## BEGIN PAGE TEXT
I’ve long found fiction to be one of the most fruitful ways to explore technology. This essay series grows out of my love for the humanities—as a consumer and creator.

SPOILER ALERT: My discussion involves spoilers, so consider yourself warned.

AI predictions (or more generally known as algorithmic predictions), are becoming increasingly common. As applied to human behavior, AI predictions are deeply problematic. It’s hard to imagine a discussion about AI predictions of human behavior that doesn’t reference Minority ReportThe 2002 movie by Stephen Spielberg adapts a 1956 story, “The Minority Report” by Philip K. Dick. Both of these works contribute significantly to the debate about the ethics of AI predictions of human behavior.

Minority Report

This movie was based on a story by Philip K. Dick called “The Minority Report” published in 1956. It was directed by Stephen Spielberg and starred Tom Cruise, Colin Farrell, Samantha Morton, and Max von Sydow.

The movie is set in 2054. The protagonist, John Anderton, works in a special law enforcement unit (Precrime) that uses psychics — called “precogs” — to predict future crimes. People are arrested before the crime occurs.

My favorite parts of the movie involve some of the smaller diversions. The movie depicts a future surveillance society that is not cold and drab like Orwell’s world of Big Brother. This world is filled with flashing screens and an endless barrage of stimulation. The surveillance isn’t just by the government but also by businesses.

The movie depicts the risks of biometric identification. Iris scanners are everywhere, and when the protagonist walks by a TV monitor, he is addressed by his name and a targeted ad is delivered to him. Anderton must replace his eyes to evade biometric surveillance.
## END PAGE TEXT
## BEGIN SOURCE DATA
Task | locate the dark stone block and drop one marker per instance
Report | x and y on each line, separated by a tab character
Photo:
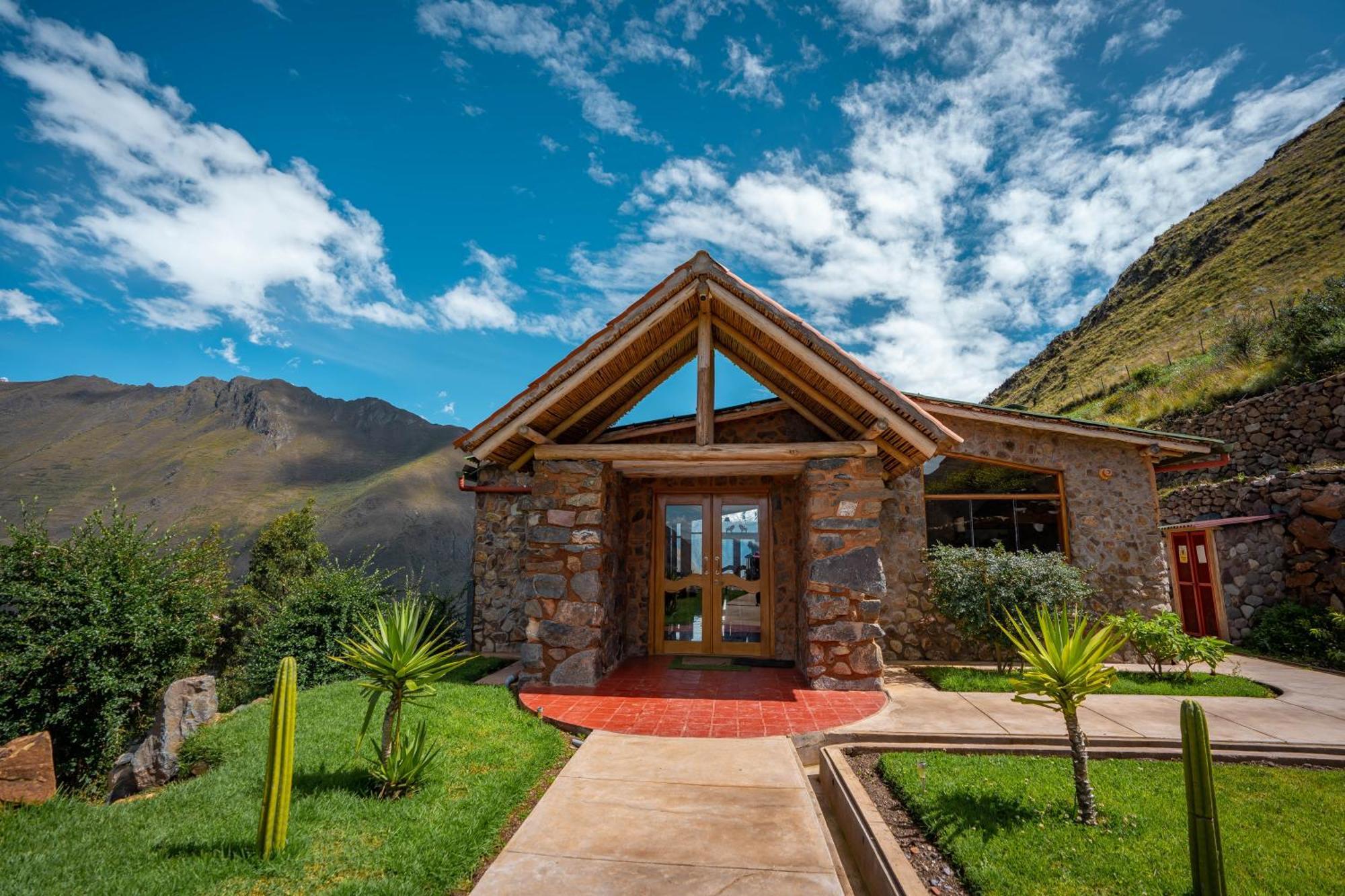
## END SOURCE DATA
PROBLEM DESCRIPTION: Reproduce the whole excerpt on Minority Report and AI predictions word for word. None of the data is needed for this work.

ANSWER TO THE TASK:
I’ve long found fiction to be one of the most fruitful ways to explore technology. This essay series grows out of my love for the humanities—as a consumer and creator.

SPOILER ALERT: My discussion involves spoilers, so consider yourself warned.

AI predictions (or more generally known as algorithmic predictions), are becoming increasingly common. As applied to human behavior, AI predictions are deeply problematic. It’s hard to imagine a discussion about AI predictions of human behavior that doesn’t reference Minority ReportThe 2002 movie by Stephen Spielberg adapts a 1956 story, “The Minority Report” by Philip K. Dick. Both of these works contribute significantly to the debate about the ethics of AI predictions of human behavior.

Minority Report

This movie was based on a story by Philip K. Dick called “The Minority Report” published in 1956. It was directed by Stephen Spielberg and starred Tom Cruise, Colin Farrell, Samantha Morton, and Max von Sydow.

The movie is set in 2054. The protagonist, John Anderton, works in a special law enforcement unit (Precrime) that uses psychics — called “precogs” — to predict future crimes. People are arrested before the crime occurs.

My favorite parts of the movie involve some of the smaller diversions. The movie depicts a future surveillance society that is not cold and drab like Orwell’s world of Big Brother. This world is filled with flashing screens and an endless barrage of stimulation. The surveillance isn’t just by the government but also by businesses.

The movie depicts the risks of biometric identification. Iris scanners are everywhere, and when the protagonist walks by a TV monitor, he is addressed by his name and a targeted ad is delivered to him. Anderton must replace his eyes to evade biometric surveillance.